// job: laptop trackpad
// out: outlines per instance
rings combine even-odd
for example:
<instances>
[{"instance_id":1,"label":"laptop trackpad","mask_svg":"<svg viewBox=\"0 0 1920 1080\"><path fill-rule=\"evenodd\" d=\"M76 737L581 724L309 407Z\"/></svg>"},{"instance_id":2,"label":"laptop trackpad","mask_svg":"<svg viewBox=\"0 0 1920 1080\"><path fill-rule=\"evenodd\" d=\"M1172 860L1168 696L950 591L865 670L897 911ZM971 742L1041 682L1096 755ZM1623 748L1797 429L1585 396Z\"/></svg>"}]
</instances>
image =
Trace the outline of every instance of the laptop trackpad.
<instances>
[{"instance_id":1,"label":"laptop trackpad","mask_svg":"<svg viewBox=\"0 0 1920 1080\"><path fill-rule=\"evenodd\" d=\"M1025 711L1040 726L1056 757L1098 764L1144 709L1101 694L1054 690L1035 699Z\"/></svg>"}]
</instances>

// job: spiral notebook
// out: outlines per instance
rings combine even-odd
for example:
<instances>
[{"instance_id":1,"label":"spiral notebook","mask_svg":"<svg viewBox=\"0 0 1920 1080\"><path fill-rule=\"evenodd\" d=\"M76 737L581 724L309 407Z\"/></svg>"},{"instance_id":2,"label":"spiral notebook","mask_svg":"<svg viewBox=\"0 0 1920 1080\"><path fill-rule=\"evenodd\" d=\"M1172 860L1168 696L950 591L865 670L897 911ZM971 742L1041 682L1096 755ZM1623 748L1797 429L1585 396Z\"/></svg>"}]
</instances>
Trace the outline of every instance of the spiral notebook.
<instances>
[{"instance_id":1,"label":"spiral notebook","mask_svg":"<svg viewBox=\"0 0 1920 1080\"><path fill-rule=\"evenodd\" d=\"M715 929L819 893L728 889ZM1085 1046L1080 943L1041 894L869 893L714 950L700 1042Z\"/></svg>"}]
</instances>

- _Work to complete_:
A complete, exact copy of the material is required.

- _Answer box_:
// job: laptop trackpad
// out: outlines per instance
rings combine even-odd
for example:
<instances>
[{"instance_id":1,"label":"laptop trackpad","mask_svg":"<svg viewBox=\"0 0 1920 1080\"><path fill-rule=\"evenodd\" d=\"M76 737L581 724L309 407Z\"/></svg>"},{"instance_id":2,"label":"laptop trackpad","mask_svg":"<svg viewBox=\"0 0 1920 1080\"><path fill-rule=\"evenodd\" d=\"M1172 860L1168 696L950 591L865 670L897 911ZM971 742L1041 682L1096 755ZM1623 748L1797 429L1585 396Z\"/></svg>"}]
</instances>
image =
Trace the outline of every instance of the laptop trackpad.
<instances>
[{"instance_id":1,"label":"laptop trackpad","mask_svg":"<svg viewBox=\"0 0 1920 1080\"><path fill-rule=\"evenodd\" d=\"M1025 711L1040 726L1056 757L1098 764L1144 709L1101 694L1054 690L1035 699Z\"/></svg>"}]
</instances>

// job: spiral notebook
// out: outlines per instance
rings combine even-odd
for example:
<instances>
[{"instance_id":1,"label":"spiral notebook","mask_svg":"<svg viewBox=\"0 0 1920 1080\"><path fill-rule=\"evenodd\" d=\"M76 737L581 724L309 407Z\"/></svg>"},{"instance_id":2,"label":"spiral notebook","mask_svg":"<svg viewBox=\"0 0 1920 1080\"><path fill-rule=\"evenodd\" d=\"M1172 860L1168 696L950 591L865 670L897 911ZM971 742L1041 682L1096 755ZM1623 748L1797 429L1585 396Z\"/></svg>"}]
</instances>
Trace the outline of every instance of the spiral notebook.
<instances>
[{"instance_id":1,"label":"spiral notebook","mask_svg":"<svg viewBox=\"0 0 1920 1080\"><path fill-rule=\"evenodd\" d=\"M715 929L819 893L728 889ZM1085 1046L1080 943L1041 894L869 893L714 950L700 1042Z\"/></svg>"}]
</instances>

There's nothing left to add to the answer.